**What you need to do**
Turn the lines from the start of the records through the line containing "Your task is" into a numbered list, skipping blank lines and leaving the pictures out.
--- START Provided material ---
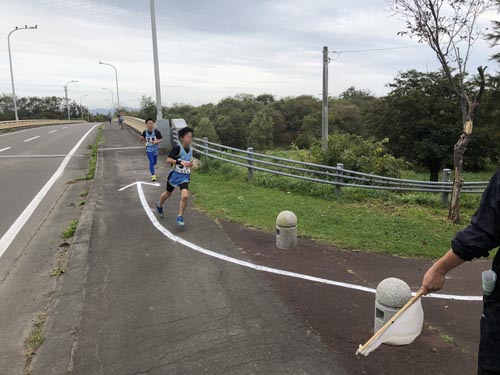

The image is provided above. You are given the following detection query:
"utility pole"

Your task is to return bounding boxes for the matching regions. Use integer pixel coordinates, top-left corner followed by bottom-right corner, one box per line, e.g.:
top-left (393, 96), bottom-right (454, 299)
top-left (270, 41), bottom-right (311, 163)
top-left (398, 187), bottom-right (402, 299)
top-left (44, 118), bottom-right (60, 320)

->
top-left (321, 46), bottom-right (330, 151)
top-left (149, 0), bottom-right (163, 122)
top-left (7, 25), bottom-right (38, 122)
top-left (99, 61), bottom-right (121, 110)
top-left (149, 0), bottom-right (173, 148)
top-left (64, 80), bottom-right (78, 120)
--- END Provided material ---
**Written solution**
1. The image is provided above. You are given the following detection query:
2. "utility pole"
3. Your task is to return bounding boxes for the matching regions. Use integer pixel coordinates, top-left corner followed by bottom-right corner, one box per line, e.g.:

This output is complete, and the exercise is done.